Exercise details –
All of the data must be printed exactly; please include every line.

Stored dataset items
┌────────

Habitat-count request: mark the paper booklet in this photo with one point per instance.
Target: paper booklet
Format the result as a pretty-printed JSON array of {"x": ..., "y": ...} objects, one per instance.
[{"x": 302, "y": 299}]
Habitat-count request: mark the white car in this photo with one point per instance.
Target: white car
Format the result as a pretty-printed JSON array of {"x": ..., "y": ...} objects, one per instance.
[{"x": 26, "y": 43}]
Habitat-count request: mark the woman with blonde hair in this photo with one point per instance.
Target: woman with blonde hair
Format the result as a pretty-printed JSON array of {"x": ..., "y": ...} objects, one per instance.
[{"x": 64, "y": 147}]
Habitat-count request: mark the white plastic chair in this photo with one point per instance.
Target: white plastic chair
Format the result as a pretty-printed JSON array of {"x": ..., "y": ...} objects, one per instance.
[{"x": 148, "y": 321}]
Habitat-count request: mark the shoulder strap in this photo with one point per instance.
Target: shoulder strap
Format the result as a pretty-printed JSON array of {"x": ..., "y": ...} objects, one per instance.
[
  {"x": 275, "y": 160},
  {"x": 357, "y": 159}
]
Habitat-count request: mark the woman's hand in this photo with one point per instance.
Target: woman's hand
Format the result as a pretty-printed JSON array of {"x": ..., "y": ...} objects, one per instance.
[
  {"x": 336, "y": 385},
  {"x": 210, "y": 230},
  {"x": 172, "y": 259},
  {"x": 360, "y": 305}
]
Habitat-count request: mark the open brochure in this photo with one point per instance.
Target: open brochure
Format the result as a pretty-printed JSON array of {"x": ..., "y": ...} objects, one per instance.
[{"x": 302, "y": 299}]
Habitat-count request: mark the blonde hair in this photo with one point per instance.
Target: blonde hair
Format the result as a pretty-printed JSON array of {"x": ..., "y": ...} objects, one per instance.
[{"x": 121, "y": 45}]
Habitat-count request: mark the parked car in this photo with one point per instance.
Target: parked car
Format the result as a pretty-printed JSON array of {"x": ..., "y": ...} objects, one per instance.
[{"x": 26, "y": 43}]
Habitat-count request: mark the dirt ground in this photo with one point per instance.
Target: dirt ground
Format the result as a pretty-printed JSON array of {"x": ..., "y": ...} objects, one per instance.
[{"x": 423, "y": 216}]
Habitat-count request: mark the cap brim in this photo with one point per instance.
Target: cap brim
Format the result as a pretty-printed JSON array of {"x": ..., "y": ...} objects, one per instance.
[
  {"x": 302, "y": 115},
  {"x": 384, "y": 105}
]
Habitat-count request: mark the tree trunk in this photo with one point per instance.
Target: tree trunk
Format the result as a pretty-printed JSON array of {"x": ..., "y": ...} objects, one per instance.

└────────

Result for this task –
Habitat-count request: mark the paper booklet in this photo with one point per instance.
Target: paper booklet
Format the result as a pretty-printed JSON array of {"x": ..., "y": ...} objects, one per instance.
[{"x": 302, "y": 299}]
Habitat-count request: mark the white car in this photo with one point per instance.
Target: white car
Format the result as a pretty-printed JSON array of {"x": ..., "y": ...} objects, one per instance.
[{"x": 26, "y": 43}]
Habitat-count request: mark the woman with blonde hair in this photo with one point per instance.
Target: woman with blonde hair
Format the result as a pretty-printed JSON array of {"x": ..., "y": ...} objects, one per instance.
[{"x": 64, "y": 147}]
Habitat-count request: mark the white plastic chair in this photo with one point per instance.
Target: white plastic chair
Format the result as a pretty-printed JSON array of {"x": ..., "y": ...} objects, one per instance.
[{"x": 148, "y": 321}]
Habitat-count request: mark the shoulder strap in this photo with one point per instance.
Target: shoulder strap
Format the result as a pretty-printed JSON array of {"x": ..., "y": ...} objects, one per instance.
[
  {"x": 275, "y": 160},
  {"x": 357, "y": 159}
]
Habitat-count request: mark the woman's hand in this photo with one point per instance.
Target: woman's hand
Format the result as a pretty-printed JSON array of {"x": ..., "y": ...} objects, one per instance.
[
  {"x": 336, "y": 385},
  {"x": 210, "y": 230},
  {"x": 172, "y": 259},
  {"x": 360, "y": 305}
]
Habitat-count request: mark the open brochure in this photo with one point per instance.
Target: open brochure
Format the result as a pretty-printed JSON array of {"x": ..., "y": ...} objects, one per instance.
[{"x": 302, "y": 299}]
Habitat-count request: mark the blonde hair in this photo with one point per instance.
Target: blonde hair
Format the result as a pretty-printed JSON array of {"x": ..., "y": ...} objects, one per instance.
[{"x": 121, "y": 45}]
Habitat-count request: mark the parked car in this photo with one point per instance.
Target: parked car
Format the result as a pretty-printed JSON array of {"x": ..., "y": ...} objects, one per instance.
[{"x": 26, "y": 43}]
Habitat-count request: mark the dirt ground in this photo with one point per instance.
Target: dirt ground
Format the result as a pretty-printed JSON array of {"x": ..., "y": ...} objects, one per instance.
[{"x": 423, "y": 216}]
Habitat-count request: mark the cap brim in this photo with one point per instance.
Target: cap brim
Format the result as a pretty-printed JSON array of {"x": ..., "y": ...} objects, one per instance.
[
  {"x": 302, "y": 115},
  {"x": 384, "y": 105}
]
Habitat-count request: mark the tree trunk in this photo with one point per instance.
Target: tree trunk
Format the result as a pretty-printed JSON array of {"x": ..., "y": ...} objects, one per instance.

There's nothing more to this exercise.